- What the exercise asks
Can you rewrite the tadpole personality passage between "Brad Carlson here" and "eyebrows: tadpole personality.", inclusive, updating "doctoral candidate" to "PhD student"?

Brad Carlson here again. I’m a doctoral candidate in the midst of my fifth and final year with the Langkilde Lab, where I’ve been occupied with a number of projects on amphibian (mostly tadpole) behavior and ecology. There’s one aspect of my research, however, that tends to elicit laughter or raised eyebrows: tadpole personality.
I’m not talking about some tadpoles being stoic, or outgoing, or irritable, or creative – though if I every found evidence of those traits, they very well could be signs of personality. Instead, what animal behaviorists mean when they talk about “animal personality” is a simpler concept that incorporates our ideas of human personality. “Animal personality” is characterized by consistent individual differences in behavioral patterns. If one individual tends to act one way and another individual tends to behave in a different manner, and these individual differences remain for a reasonably long period of time, we have evidence of personality. Put in those terms, I think anyone would agree that many animals they’ve interacted with have personality. My dog, for instance, is shy of strangers, unprotective of her possessions and food, and very quiet except when she’s dreaming. Her best friend – my parents’ dog – is the opposite in nearly every way, and has been for years. (Some of these differences are probably because we are comparing a pit bull and a 10 lb poodle. By the way, the poodle is the bold one, stealing food and toys from the pit bull.)
Personality has been found in basically every animal that we’ve tested for it. From apes to lizards to hermit crabs to sponges (!), we’ve found that when we measure an animal’s behavior, it often remains similar over time (i.e., consistent) and differs from others of the same species. When I began my research, no one had really looked at whether amphibians – and particularly tadpoles – exhibit signs of personality. That’s unfortunate, because amphibians offer a lot for researchers interested in understanding why personality has evolved (why doesn’t everyone act the same?) and what the larger scale impacts of personality are. So I began investigating tadpole personality.
My goals were 1) to establish whether tadpoles exhibited consistent individual differences in behavior that can be easily measured, and 2) to determine how consistent their behavior remains as they grow from small to large tadpoles and then into frogs. My primary method was filming tadpoles in open-field trials, a standard class of behavioral measures in animal research. In general, an individual animal is placed in an open, empty environment and a variety of behaviors are measured. I focused on the distance moved in the open-field (which for tadpoles was a small plastic tub) and the amount of time they spent close to the walls of the open-field vs. in the central area. Distance moved was my attempt to measure a general personality trait known as exploration-avoidance: whether an animal shrinks away from a new stimulus or environment or whether they “explore” it. A tadpole plucked out of its familiar home environment can either explore this strange new tub (covering a lot of distance) or sit there and avoid all that novelty. The proportion of time spent in the center vs. the edge of the open-field was my measure of boldness-shyness: how risky an individual’s behavior is. A shy tadpole might be expected to remain close to the wall of the tub where it is presumably safe, while a bold tadpole should comfortably cruise around the wide open even though it is vulnerable to predators. Additionally, I also recorded the behavior of the tadpoles in their home enclosures, so that I could tell how much their behavior reflects being in a new environment (the open-field) and how much their behavior in the open-field is simply indicating their overall activity level (yet another personality trait).

(Location annotation dataset excerpts)
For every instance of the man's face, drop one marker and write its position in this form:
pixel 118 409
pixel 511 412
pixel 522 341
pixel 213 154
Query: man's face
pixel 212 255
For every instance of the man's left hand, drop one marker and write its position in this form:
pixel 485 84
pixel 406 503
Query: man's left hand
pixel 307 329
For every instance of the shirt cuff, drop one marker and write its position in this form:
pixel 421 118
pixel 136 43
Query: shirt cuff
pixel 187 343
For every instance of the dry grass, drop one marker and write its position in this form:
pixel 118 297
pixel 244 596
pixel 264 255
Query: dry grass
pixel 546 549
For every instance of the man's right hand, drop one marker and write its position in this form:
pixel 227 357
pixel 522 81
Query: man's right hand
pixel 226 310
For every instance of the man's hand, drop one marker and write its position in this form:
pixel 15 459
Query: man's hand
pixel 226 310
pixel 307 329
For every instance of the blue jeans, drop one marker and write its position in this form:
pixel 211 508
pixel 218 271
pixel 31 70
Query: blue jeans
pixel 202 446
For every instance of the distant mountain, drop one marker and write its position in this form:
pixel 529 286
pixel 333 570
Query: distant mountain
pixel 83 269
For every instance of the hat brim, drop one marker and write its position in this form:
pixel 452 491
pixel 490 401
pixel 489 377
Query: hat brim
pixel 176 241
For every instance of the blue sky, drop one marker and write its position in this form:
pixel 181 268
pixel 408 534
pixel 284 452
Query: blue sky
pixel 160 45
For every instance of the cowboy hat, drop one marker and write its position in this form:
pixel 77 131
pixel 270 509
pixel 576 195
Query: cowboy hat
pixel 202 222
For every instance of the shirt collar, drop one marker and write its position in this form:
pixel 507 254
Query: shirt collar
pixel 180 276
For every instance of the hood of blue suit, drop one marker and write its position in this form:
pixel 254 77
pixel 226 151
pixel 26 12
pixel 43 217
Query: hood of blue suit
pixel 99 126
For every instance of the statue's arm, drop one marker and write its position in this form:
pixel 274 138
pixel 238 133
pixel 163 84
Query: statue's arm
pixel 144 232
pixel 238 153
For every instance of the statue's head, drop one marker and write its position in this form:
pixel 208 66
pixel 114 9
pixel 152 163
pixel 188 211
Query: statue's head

- Result below
Brad Carlson here again. I’m a PhD student in the midst of my fifth and final year with the Langkilde Lab, where I’ve been occupied with a number of projects on amphibian (mostly tadpole) behavior and ecology. There’s one aspect of my research, however, that tends to elicit laughter or raised eyebrows: tadpole personality.